» EXERCISE INSTRUCTIONS
[A] In the die microstructure passage, rewrite the paragraph that begins "Please then refer to FIG. 8" as a short list, keeping its main facts.
[B] Using the die microstructure passage, explain in one to three sentences why concave microstructures are the kind suited to a forming surface that is curved or irregular.
[C] Write what comes next in the die microstructure passage, picking up after its final sentence.

» PAGE TEXT
====================
Please refer to FIG. 7 then, in which FIG. 7 is a schematic view of the microstructures of a die when the form in the embodiment is a curved surface according to an embodiment of the present invention. The forming surface 2111a on the die 211a is a curved surface or an irregular surface. The above microstructure G1 may be the pattern of a plurality of concaves. Of course, the corresponding bend punch thereof that is not shown may also have the same features of the curved surface and concave microstructures corresponding to the forming surface 2111a. In addition, the microstructures G1 may be the pattern of a plurality of grooves or the pattern of a plurality of concaves, or the pattern of a combination a plurality of grooves and a plurality of concaves. Moreover, the groove microstructures may be the aspects of being arranged intersecting each other or arranged parallel to each other. The plurality of concave (may be approximately circular, elliptic, square, or in other geometric shapes and other irregular shapes) microstructures are suitable to be disposed on the surface of a forming surface with a curved surface or the surface of a working portion of a curved surface or irregular surface; however, the present invention is not limited thereto. In other words, by adopting the current processing technology, it is out of the question to process groove microstructures on a curved surface or an irregular surface, or to process concaves of circular, elliptic, square shapes, other geometric shapes, and other irregular shape on a plane.
Please then refer to FIG. 8, FIG. 9, and FIG. 10, in which FIG. 8 is a schematic sectional view when the shapes of the cross-sections of the microstructures on a bending punch and a die are V-shaped intersecting grooves according to an embodiment of the present invention, FIG. 9 is a schematic view when the microstructures on a bending punch and a die are square intersecting grooves according to an embodiment of the present invention, and FIG. 10 is a schematic view when the microstructures on a bending punch and a die are arc-shaped intersecting grooves according to an embodiment of the present invention. The shapes F of the cross-sections of the intersecting groove microstructures of the microstructures G1 on the die 211 or the microstructures G2 on the bending punch 221 in the embodiment of FIG. 8 are approximately V-shaped, the shapes F′ of the cross-sections of the intersecting groove microstructures of the microstructures G1 of the die 211 or the microstructures G2 of the bend punch 221 are square in the embodiment of FIG. 9, and the shapes F″ of the cross-sections of the intersecting groove microstructures of the microstructures G1 of the die 211 or the microstructures G2 of the bend punch 221 in the embodiment of FIG. 10 are arc-shaped.
====================
[Excerpt from a dataset]
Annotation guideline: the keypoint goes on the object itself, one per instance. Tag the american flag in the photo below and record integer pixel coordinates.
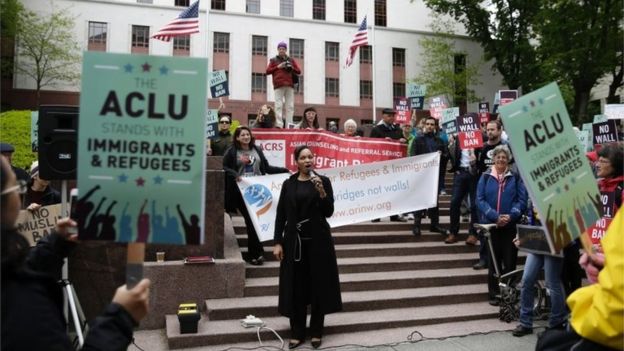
(186, 23)
(359, 39)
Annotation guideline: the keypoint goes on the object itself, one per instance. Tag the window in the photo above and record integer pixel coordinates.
(398, 90)
(332, 88)
(97, 36)
(287, 9)
(380, 13)
(366, 89)
(217, 5)
(366, 54)
(258, 83)
(398, 57)
(253, 6)
(318, 9)
(221, 42)
(182, 45)
(296, 48)
(331, 51)
(140, 39)
(350, 11)
(259, 45)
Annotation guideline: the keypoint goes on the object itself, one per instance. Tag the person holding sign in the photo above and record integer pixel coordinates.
(502, 199)
(305, 248)
(245, 159)
(32, 298)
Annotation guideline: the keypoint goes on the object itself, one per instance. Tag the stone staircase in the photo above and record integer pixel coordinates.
(390, 280)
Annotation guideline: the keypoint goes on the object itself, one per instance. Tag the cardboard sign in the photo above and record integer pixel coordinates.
(417, 103)
(416, 90)
(552, 163)
(219, 84)
(36, 225)
(141, 166)
(605, 132)
(469, 131)
(402, 108)
(212, 123)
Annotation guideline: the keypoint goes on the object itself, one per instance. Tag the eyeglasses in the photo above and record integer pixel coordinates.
(21, 188)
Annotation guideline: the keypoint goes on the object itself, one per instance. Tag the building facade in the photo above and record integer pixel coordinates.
(240, 36)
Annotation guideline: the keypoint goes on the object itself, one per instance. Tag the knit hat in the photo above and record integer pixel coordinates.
(34, 169)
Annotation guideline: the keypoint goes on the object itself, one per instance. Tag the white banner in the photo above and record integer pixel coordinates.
(361, 192)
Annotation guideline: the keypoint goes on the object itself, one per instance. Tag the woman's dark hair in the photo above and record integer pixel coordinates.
(304, 121)
(615, 154)
(237, 134)
(300, 148)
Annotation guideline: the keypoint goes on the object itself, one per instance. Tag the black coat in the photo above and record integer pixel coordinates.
(323, 265)
(233, 197)
(32, 301)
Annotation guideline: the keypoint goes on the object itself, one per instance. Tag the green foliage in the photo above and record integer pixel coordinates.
(438, 66)
(47, 49)
(15, 130)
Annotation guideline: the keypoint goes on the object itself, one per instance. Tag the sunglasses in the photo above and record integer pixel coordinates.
(21, 188)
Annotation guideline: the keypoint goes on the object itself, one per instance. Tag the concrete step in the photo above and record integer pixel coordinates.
(382, 280)
(231, 331)
(266, 306)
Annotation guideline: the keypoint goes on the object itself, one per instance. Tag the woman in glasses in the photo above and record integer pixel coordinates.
(305, 248)
(245, 159)
(220, 144)
(32, 299)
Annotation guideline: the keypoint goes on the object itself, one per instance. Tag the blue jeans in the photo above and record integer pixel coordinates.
(552, 267)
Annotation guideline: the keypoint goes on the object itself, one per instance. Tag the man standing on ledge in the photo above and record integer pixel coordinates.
(389, 130)
(284, 69)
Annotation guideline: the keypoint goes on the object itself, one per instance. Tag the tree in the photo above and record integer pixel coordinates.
(503, 28)
(46, 49)
(444, 69)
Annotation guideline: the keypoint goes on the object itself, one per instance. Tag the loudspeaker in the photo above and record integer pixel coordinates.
(58, 142)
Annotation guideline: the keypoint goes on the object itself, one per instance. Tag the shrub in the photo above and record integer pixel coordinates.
(15, 130)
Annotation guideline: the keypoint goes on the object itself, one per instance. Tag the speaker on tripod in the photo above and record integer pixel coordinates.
(58, 142)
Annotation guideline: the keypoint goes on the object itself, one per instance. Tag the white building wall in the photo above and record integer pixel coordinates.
(408, 21)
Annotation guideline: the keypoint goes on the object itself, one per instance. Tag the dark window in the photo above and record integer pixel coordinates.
(97, 36)
(331, 51)
(366, 89)
(258, 83)
(140, 37)
(350, 11)
(182, 45)
(296, 48)
(380, 13)
(221, 42)
(287, 8)
(332, 87)
(253, 6)
(259, 45)
(398, 57)
(366, 54)
(318, 9)
(398, 90)
(217, 4)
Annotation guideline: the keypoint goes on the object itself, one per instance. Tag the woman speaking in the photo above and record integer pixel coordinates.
(305, 248)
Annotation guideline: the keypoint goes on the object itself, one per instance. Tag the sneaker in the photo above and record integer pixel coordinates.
(522, 331)
(472, 240)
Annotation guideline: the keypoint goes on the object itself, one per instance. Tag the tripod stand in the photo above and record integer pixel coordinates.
(76, 313)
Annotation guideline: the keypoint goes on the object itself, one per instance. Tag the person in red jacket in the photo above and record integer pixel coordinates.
(285, 71)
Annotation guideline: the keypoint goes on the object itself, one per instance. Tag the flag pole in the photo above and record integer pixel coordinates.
(374, 51)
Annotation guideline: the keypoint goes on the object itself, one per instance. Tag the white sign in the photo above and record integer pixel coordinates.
(361, 192)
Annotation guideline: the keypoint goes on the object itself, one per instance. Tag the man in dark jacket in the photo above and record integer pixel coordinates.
(284, 70)
(423, 144)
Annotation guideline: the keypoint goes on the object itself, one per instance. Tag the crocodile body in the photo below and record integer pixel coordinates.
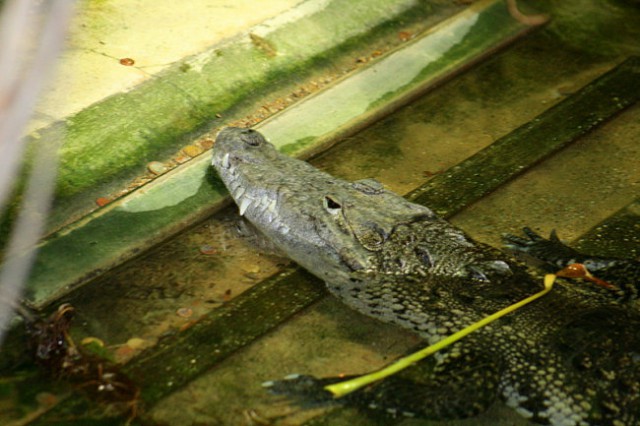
(570, 358)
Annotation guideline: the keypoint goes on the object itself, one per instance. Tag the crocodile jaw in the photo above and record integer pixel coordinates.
(281, 197)
(329, 226)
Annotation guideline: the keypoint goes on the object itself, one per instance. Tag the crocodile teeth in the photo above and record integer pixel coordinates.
(225, 161)
(244, 205)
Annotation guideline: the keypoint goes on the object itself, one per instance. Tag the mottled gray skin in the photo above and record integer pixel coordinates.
(570, 358)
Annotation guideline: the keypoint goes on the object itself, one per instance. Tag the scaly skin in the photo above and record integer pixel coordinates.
(570, 358)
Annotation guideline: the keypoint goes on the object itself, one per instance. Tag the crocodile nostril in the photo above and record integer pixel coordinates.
(251, 137)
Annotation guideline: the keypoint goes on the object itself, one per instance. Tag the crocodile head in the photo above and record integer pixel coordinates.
(331, 227)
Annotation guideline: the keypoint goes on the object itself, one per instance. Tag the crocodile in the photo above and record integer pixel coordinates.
(570, 358)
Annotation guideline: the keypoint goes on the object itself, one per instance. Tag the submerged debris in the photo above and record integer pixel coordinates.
(56, 352)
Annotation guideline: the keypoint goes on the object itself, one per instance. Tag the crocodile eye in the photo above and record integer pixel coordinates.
(331, 205)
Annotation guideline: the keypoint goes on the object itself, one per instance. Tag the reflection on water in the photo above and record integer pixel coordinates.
(166, 290)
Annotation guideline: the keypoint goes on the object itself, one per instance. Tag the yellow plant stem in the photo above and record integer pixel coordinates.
(343, 388)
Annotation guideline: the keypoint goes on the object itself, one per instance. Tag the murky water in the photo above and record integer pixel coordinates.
(403, 151)
(166, 290)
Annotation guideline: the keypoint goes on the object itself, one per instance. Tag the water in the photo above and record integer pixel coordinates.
(161, 294)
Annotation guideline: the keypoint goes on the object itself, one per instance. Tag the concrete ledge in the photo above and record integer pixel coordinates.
(124, 228)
====================
» EXERCISE RESULTS
[A]
- FIG. 8 shows the microstructures G1 on the die 211 or G2 on the bending punch 221 as intersecting grooves whose cross-sections (F) are roughly V-shaped.
- FIG. 9 shows the same kind of intersecting grooves with square cross-sections (F′).
- FIG. 10 shows the same kind of intersecting grooves with arc-shaped cross-sections (F″).

[B] With current processing technology, groove microstructures cannot be processed on a curved surface or an irregular surface. Concaves, which may be roughly circular, elliptic, square, or other shapes, are therefore the microstructures suited to such a forming surface or working portion.

[C]
Please continue to refer to FIG. 11, FIG. 12, FIG. 13, and FIG. 14, in which FIG. 11 is a schematic view when a plurality of surface microstructures G2 on the turning portion on the bending punch 221 and the neighboring surface region D1 thereof is oblique parallel arrangement relative to the stamping direction of the bending punch 221 according to an embodiment of the present invention, FIG. 12 is a schematic view when a plurality of surface microstructures G2 on the turning portion of the bending punch 221 and the neighboring surface region D1 thereof is intersecting arrangement relative to the stamping direction of the bending punch 221 according to an embodiment of the present invention, FIG. 13 is a schematic view when a plurality of surface microstructures G2 on the turning portion of the bending punch 221 and the neighboring surface region D1 thereof is the arrangement perpendicular to the stamping direction of the bending punch 221 (that is, the arrangement horizontal to each other) according to an embodiment of the present invention, and FIG. 14 is a schematic view when a plurality of surface microstructures G2 in a concave form on the turning portion of the bending punch 221 and the neighboring surface region D1 thereof are evenly distributed according to an embodiment of the present invention.
It should be noted that the intervals between the plurality of surface microstructures G2 may be approximately even distribution, and it is not required that the intervals are completely accurate. Also, the shape of the microstructure surface in a concave form may be circular; however, the present invention is not limited to being circular, and may also be elliptic, square shape and in other shapes. In addition, although the embodiments use the microstructure G2 of the bending punch 221 as an example, they may also be applicable to the setting of microstructures G1 on the die 211.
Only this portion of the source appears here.